Task to carry out: Add 35 to every coordinate in the path outlines and write out the listing again with all other text unchanged. Begin at the line that has "query: man's bare feet" and stop after the line that has "731 441 L 742".
=== Available data ===
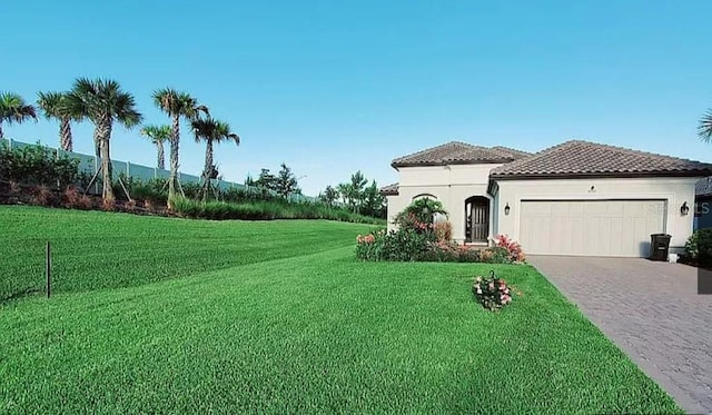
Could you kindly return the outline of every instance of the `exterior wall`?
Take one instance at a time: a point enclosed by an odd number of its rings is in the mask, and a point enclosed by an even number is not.
[[[665,233],[672,236],[671,251],[679,253],[692,234],[695,181],[698,178],[500,180],[495,186],[501,210],[495,229],[515,240],[521,239],[520,213],[523,199],[663,199],[668,201]],[[680,213],[684,201],[690,206],[690,214],[686,216]],[[506,204],[511,208],[510,215],[504,215]]]
[[[712,198],[698,198],[695,204],[694,229],[712,228]]]
[[[393,229],[394,217],[405,209],[414,198],[432,195],[443,204],[453,224],[453,238],[465,240],[465,199],[487,195],[490,171],[501,165],[451,165],[428,167],[402,167],[399,169],[398,196],[388,196],[388,229]],[[490,236],[493,234],[493,214],[490,206]]]

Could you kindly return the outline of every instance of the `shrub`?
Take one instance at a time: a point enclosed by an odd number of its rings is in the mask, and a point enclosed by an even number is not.
[[[89,210],[93,207],[93,202],[91,201],[91,198],[87,195],[81,195],[81,197],[79,197],[79,200],[77,201],[77,208],[82,209],[82,210]]]
[[[382,229],[366,236],[356,237],[356,258],[362,260],[384,260],[383,248],[386,230]]]
[[[712,266],[712,228],[698,229],[685,243],[685,260],[701,267]]]
[[[494,271],[490,273],[490,277],[476,277],[472,285],[477,302],[492,312],[512,303],[512,289],[504,279],[495,276]]]
[[[69,185],[65,189],[65,206],[68,208],[79,207],[79,200],[81,199],[81,194],[77,190],[75,185]]]
[[[80,180],[79,160],[57,155],[42,146],[26,146],[10,150],[0,144],[0,179],[23,185],[60,189]]]
[[[32,188],[32,197],[30,199],[31,204],[40,206],[52,206],[52,191],[46,185],[39,185]]]
[[[116,201],[113,199],[101,200],[101,209],[106,211],[113,211],[116,209]]]
[[[136,200],[131,199],[127,201],[126,204],[123,204],[123,208],[126,208],[126,210],[128,211],[136,211]]]
[[[402,220],[408,221],[415,220],[423,224],[433,224],[435,215],[447,215],[443,209],[443,204],[432,199],[418,199],[408,205],[403,211],[396,215],[395,223],[400,227]]]
[[[510,237],[506,235],[497,235],[495,240],[497,247],[506,249],[511,263],[524,261],[524,251],[522,250],[522,246],[517,241],[510,239]]]
[[[453,224],[447,220],[437,220],[433,224],[433,231],[437,241],[449,241],[453,239]]]
[[[433,243],[433,234],[423,234],[414,229],[385,230],[358,236],[356,257],[363,260],[421,260]]]

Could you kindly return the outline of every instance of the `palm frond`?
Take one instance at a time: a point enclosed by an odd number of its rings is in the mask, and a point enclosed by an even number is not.
[[[712,109],[709,109],[700,119],[698,137],[704,142],[712,141]]]
[[[37,121],[37,109],[13,92],[0,92],[0,121],[22,122],[28,119]]]
[[[170,126],[144,126],[140,134],[144,137],[150,138],[151,142],[159,144],[166,142],[172,136],[172,128]]]

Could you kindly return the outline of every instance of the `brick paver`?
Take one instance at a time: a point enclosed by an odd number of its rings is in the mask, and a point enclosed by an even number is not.
[[[688,413],[712,414],[712,295],[698,269],[641,258],[528,258]]]

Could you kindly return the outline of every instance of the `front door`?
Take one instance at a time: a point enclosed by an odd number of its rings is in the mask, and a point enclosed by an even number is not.
[[[490,236],[490,199],[472,197],[465,201],[467,224],[465,238],[469,243],[486,243]]]

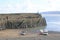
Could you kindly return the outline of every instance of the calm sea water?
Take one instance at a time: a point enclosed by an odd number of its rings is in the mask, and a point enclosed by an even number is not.
[[[46,29],[60,32],[60,14],[42,14],[46,18]]]

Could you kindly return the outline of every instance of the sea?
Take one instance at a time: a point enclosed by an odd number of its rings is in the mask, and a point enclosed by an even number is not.
[[[47,26],[45,29],[48,31],[58,31],[60,32],[60,14],[42,14],[42,17],[45,17]]]

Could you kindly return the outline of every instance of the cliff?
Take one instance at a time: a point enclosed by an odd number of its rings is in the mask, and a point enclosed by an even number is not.
[[[38,13],[0,14],[0,28],[19,29],[46,26],[46,20]]]

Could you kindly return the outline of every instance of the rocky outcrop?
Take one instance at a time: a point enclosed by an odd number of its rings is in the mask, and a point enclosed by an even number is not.
[[[38,13],[0,14],[0,28],[20,29],[46,26],[46,20]]]

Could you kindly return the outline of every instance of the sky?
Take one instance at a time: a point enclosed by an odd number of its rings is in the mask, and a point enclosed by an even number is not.
[[[60,32],[60,14],[42,14],[42,16],[45,17],[47,22],[45,29]]]
[[[60,11],[60,0],[0,0],[0,13]]]

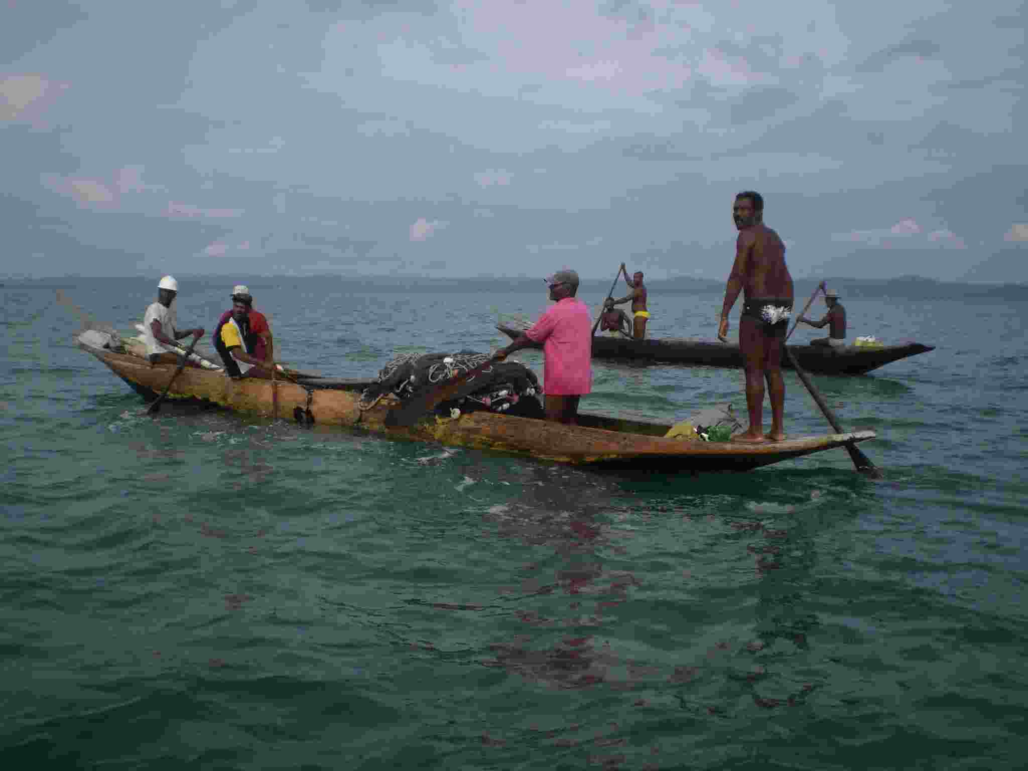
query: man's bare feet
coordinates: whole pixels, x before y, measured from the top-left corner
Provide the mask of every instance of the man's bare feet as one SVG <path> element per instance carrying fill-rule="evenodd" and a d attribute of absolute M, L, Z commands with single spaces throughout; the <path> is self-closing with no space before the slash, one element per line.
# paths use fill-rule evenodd
<path fill-rule="evenodd" d="M 731 441 L 742 444 L 764 444 L 767 442 L 767 437 L 763 434 L 755 434 L 751 431 L 747 431 L 745 434 L 732 437 Z"/>

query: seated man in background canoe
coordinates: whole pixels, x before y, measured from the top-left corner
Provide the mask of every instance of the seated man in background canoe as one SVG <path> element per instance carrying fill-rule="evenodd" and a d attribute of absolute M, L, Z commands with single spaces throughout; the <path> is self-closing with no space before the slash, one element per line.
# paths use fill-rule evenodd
===
Correct output:
query: man's bare feet
coordinates: whole pixels, x before y, measured from the top-left corner
Provide the mask of every instance of the man's bare feet as one SVG <path> element per instance carrying fill-rule="evenodd" and a d attribute of absolute M, L, Z commands with single spaces throughout; the <path> is self-closing with no space before the slash, one element per line.
# paths use fill-rule evenodd
<path fill-rule="evenodd" d="M 766 476 L 777 479 L 799 479 L 802 477 L 802 472 L 798 469 L 790 469 L 786 466 L 782 466 L 780 469 L 767 472 Z"/>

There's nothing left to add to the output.